» **DESCRIPTION OF THE TASK**: Pull out every line from the line containing "Can you find the woman with" through the end of the material, both ends included, and reproduce it exactly. Keep pictures out.

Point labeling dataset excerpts
— Start —
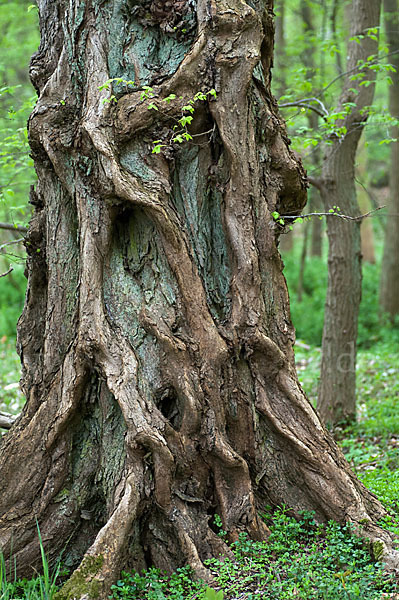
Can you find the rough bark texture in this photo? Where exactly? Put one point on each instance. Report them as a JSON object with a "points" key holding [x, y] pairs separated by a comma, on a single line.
{"points": [[389, 286], [337, 391], [156, 338]]}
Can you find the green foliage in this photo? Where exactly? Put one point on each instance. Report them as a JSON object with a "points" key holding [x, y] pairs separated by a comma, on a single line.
{"points": [[154, 585], [41, 587], [301, 559], [308, 315], [372, 445]]}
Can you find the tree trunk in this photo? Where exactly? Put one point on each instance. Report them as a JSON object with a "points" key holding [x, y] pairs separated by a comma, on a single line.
{"points": [[389, 285], [337, 391], [156, 339]]}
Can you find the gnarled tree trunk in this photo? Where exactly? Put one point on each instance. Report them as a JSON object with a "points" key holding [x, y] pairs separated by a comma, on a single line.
{"points": [[156, 339]]}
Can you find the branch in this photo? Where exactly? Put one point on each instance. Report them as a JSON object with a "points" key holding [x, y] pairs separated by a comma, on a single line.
{"points": [[11, 227], [304, 103], [7, 272], [11, 243], [316, 182], [374, 62], [7, 420], [333, 214]]}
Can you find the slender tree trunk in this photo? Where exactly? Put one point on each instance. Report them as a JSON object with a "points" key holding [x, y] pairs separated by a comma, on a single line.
{"points": [[389, 285], [313, 120], [337, 391], [156, 338]]}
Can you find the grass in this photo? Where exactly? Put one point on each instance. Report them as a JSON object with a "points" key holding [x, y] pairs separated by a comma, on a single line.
{"points": [[301, 559], [41, 587]]}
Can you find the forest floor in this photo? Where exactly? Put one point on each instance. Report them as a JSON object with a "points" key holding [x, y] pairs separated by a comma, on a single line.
{"points": [[301, 559]]}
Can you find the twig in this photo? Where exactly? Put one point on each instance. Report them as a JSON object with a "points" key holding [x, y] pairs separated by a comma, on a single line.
{"points": [[10, 243], [7, 420], [7, 272], [332, 214], [305, 103], [11, 227]]}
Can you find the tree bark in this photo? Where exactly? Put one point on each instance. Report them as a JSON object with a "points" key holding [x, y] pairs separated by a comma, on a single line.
{"points": [[156, 339], [389, 285], [337, 391]]}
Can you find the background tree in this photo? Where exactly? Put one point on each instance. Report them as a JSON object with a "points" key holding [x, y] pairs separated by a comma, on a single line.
{"points": [[389, 287], [156, 338], [337, 393]]}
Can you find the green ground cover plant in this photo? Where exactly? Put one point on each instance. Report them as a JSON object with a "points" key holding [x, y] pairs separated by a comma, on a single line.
{"points": [[301, 559]]}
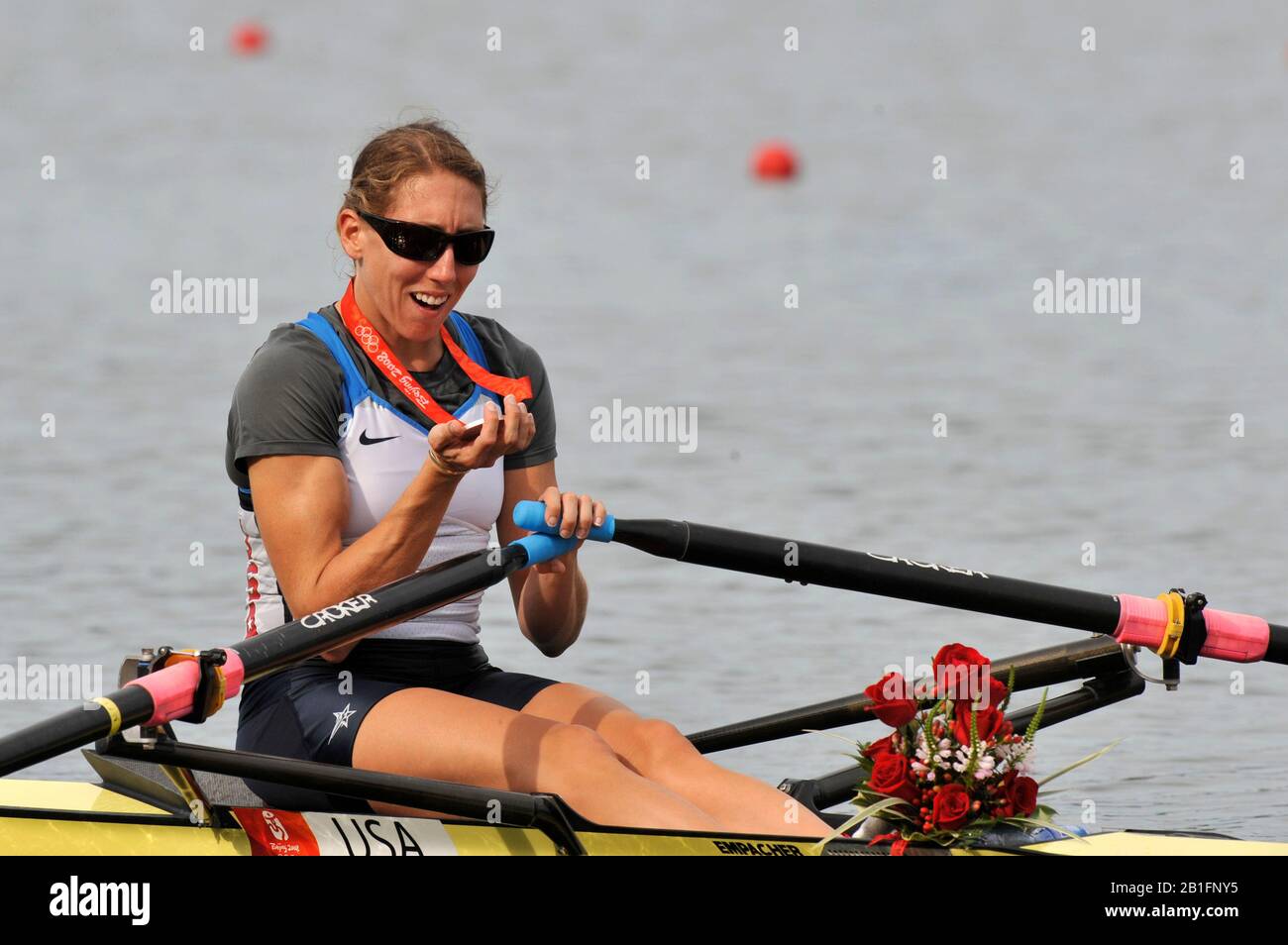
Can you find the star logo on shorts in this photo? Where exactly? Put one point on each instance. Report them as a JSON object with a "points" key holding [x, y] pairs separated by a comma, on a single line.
{"points": [[342, 720]]}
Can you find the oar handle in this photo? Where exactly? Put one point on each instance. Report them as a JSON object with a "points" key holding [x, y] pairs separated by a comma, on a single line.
{"points": [[531, 516], [545, 548]]}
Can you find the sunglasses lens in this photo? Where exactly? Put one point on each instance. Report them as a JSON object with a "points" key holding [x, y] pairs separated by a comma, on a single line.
{"points": [[426, 244], [472, 249]]}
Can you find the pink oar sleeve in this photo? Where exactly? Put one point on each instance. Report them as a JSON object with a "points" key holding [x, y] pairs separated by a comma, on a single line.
{"points": [[1234, 638], [172, 687]]}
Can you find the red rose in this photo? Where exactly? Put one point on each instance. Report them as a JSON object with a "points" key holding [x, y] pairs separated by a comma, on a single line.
{"points": [[988, 724], [958, 670], [884, 746], [890, 776], [890, 702], [1022, 795], [952, 654], [952, 807]]}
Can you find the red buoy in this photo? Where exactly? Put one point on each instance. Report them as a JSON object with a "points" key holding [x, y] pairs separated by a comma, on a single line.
{"points": [[774, 161], [249, 39]]}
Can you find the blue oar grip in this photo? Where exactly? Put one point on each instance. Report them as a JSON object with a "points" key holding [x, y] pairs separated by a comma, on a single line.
{"points": [[531, 516], [545, 548]]}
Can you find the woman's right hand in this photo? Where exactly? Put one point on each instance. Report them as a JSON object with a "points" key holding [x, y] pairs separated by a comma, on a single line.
{"points": [[481, 448]]}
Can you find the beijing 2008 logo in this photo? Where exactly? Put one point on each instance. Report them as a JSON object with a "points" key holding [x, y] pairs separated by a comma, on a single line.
{"points": [[368, 338]]}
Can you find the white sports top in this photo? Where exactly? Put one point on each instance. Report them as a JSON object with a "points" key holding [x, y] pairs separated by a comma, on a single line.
{"points": [[382, 450]]}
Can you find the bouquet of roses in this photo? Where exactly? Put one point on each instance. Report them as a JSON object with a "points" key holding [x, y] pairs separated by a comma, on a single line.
{"points": [[953, 769]]}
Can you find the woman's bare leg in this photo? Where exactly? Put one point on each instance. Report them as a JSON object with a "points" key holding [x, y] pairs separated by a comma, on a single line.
{"points": [[661, 753], [428, 733]]}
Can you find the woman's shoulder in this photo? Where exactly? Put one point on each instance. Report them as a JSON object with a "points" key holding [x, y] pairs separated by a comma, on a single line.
{"points": [[292, 360]]}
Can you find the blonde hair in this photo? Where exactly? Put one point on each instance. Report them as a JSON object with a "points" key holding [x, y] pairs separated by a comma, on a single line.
{"points": [[393, 158]]}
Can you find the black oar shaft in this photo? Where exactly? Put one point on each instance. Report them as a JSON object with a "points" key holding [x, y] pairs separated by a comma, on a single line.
{"points": [[275, 649], [1050, 666], [868, 574]]}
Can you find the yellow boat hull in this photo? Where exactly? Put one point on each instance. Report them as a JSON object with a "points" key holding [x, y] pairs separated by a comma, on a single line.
{"points": [[76, 819]]}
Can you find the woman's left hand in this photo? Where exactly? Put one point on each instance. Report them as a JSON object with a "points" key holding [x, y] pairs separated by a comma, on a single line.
{"points": [[574, 515]]}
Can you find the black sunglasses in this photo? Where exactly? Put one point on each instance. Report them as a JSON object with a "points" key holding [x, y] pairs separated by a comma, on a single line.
{"points": [[426, 244]]}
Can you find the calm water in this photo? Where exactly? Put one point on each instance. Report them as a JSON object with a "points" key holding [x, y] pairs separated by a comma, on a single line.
{"points": [[915, 297]]}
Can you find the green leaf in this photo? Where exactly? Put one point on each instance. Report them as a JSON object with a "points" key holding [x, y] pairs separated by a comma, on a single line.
{"points": [[1037, 720], [1080, 763], [858, 817]]}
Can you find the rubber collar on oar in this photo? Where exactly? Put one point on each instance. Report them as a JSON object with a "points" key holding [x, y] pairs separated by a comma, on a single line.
{"points": [[211, 687], [531, 516]]}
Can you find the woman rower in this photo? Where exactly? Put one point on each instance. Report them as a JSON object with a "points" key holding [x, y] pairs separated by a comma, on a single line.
{"points": [[352, 446]]}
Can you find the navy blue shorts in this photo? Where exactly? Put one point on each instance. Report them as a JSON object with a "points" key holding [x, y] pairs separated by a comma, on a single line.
{"points": [[313, 711]]}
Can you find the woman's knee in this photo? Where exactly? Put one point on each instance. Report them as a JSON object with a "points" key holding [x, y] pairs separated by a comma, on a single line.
{"points": [[656, 744]]}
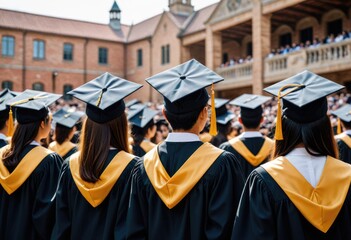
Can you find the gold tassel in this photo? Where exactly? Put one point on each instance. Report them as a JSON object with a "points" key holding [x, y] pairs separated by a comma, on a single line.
{"points": [[338, 129], [278, 127], [10, 127], [213, 127]]}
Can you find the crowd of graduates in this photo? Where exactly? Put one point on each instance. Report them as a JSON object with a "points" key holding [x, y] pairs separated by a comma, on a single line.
{"points": [[195, 167]]}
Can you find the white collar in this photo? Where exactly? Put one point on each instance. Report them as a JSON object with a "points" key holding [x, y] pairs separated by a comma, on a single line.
{"points": [[251, 134], [3, 136], [182, 137]]}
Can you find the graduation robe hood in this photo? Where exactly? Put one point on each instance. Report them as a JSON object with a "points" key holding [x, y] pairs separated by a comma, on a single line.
{"points": [[95, 193], [322, 204]]}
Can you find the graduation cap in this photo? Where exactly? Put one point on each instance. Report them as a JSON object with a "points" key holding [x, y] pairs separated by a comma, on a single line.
{"points": [[183, 88], [250, 105], [142, 116], [104, 96], [67, 117], [343, 114], [303, 98], [5, 95], [223, 116], [30, 106]]}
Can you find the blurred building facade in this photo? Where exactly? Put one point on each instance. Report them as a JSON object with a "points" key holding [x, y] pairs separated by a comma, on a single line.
{"points": [[251, 43]]}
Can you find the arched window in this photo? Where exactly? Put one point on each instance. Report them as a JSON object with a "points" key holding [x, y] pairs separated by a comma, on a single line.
{"points": [[38, 86], [66, 89], [7, 84]]}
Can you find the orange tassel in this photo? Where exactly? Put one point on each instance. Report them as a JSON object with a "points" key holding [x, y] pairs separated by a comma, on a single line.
{"points": [[213, 127]]}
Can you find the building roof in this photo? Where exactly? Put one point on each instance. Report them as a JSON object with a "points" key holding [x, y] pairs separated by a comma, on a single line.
{"points": [[198, 22], [144, 29], [60, 26]]}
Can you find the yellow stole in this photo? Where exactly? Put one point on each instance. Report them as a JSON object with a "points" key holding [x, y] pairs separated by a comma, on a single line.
{"points": [[254, 160], [12, 181], [62, 149], [147, 145], [95, 193], [320, 205], [173, 189], [345, 138]]}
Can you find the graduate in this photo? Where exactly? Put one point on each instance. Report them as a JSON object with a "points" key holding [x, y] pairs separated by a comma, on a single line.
{"points": [[28, 172], [304, 193], [143, 128], [184, 188], [343, 139], [5, 95], [93, 191], [65, 121], [224, 124], [251, 148]]}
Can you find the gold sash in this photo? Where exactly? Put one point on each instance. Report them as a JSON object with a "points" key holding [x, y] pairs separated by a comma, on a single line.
{"points": [[95, 193], [254, 160], [12, 181], [173, 189], [320, 205], [62, 149], [345, 138]]}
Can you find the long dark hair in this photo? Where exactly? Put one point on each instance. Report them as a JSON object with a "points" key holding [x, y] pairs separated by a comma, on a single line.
{"points": [[24, 134], [317, 138], [138, 133], [95, 142]]}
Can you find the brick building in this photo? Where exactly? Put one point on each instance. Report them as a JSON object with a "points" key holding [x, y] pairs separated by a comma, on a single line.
{"points": [[56, 55]]}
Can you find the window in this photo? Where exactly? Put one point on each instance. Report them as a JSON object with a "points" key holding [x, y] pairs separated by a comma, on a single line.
{"points": [[8, 46], [38, 49], [7, 84], [335, 27], [66, 89], [38, 86], [306, 35], [140, 57], [103, 55], [67, 52], [285, 39], [165, 54]]}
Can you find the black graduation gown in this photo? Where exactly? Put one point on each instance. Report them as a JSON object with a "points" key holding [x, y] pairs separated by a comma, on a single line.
{"points": [[29, 212], [3, 143], [254, 145], [77, 219], [138, 151], [344, 151], [266, 212], [206, 212]]}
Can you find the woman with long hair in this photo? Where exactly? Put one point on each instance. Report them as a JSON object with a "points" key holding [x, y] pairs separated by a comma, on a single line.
{"points": [[93, 192], [65, 122], [304, 193], [143, 128], [28, 172]]}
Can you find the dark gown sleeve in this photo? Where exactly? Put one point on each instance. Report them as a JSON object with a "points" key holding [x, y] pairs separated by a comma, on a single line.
{"points": [[137, 211], [62, 226], [254, 218], [44, 204]]}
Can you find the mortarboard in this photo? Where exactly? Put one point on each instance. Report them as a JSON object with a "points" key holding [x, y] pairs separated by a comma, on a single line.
{"points": [[223, 115], [303, 98], [104, 96], [183, 88], [343, 114], [142, 116], [250, 105], [5, 95], [67, 117], [30, 106]]}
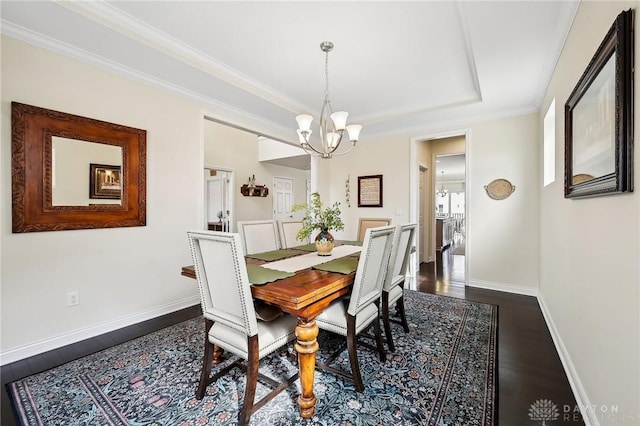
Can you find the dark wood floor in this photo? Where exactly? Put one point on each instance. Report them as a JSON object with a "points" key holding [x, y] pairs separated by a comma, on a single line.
{"points": [[529, 368], [528, 365]]}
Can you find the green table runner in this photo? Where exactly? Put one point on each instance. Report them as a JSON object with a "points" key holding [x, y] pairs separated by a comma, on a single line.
{"points": [[343, 265], [259, 275], [306, 247], [352, 243], [270, 256]]}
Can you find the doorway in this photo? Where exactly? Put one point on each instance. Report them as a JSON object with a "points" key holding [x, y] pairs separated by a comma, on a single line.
{"points": [[218, 203], [423, 236], [449, 201], [282, 199]]}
— End —
» **TASK RESULT**:
Can you find the woman with long hair in this photo? Where exactly? Put one point on each instance. Report them as a JSON object with a "points" key holding [x, y] pairs separated by a comma, on a single line.
{"points": [[93, 192], [65, 122], [304, 193], [143, 128], [28, 172]]}
Can you find the dark gown sleeve in this photo? Where exactly? Put one point on each instance. Report them as a JSON object with a "points" key holding [x, y] pairs separated by a comma, on a single line.
{"points": [[137, 211], [62, 226], [254, 218], [44, 204]]}
Can you find the mortarboard in this photo? Where exactly? Put one point on each instance. Report them as a JSON object with a "points" key holding [x, y] pairs separated by a comma, on a single line.
{"points": [[223, 115], [303, 98], [104, 96], [183, 88], [343, 114], [142, 116], [250, 105], [5, 95], [67, 117], [30, 106]]}
Can you find the dark wood floor in this photo? Where exactly? Put one point on each instance. Report them as a JSON object with a "points" key holding [x, y] pairs separated by a comma, on a single line.
{"points": [[529, 368], [528, 365]]}
Can you find the green table runner in this photo? Where exactly? Put one point on each instance. Report them as a JSON object with a "points" key holding [x, y] pairs separated by a comma, on a single line.
{"points": [[343, 265], [259, 275], [306, 247], [352, 243], [270, 256]]}
Can you find the doorway in this photo? Where exactly? Put one point on each instance. Report them as a JSON object with a "points" key holding [x, y] pairs separated by a comma, on a single line.
{"points": [[218, 203], [423, 236], [449, 201], [282, 199]]}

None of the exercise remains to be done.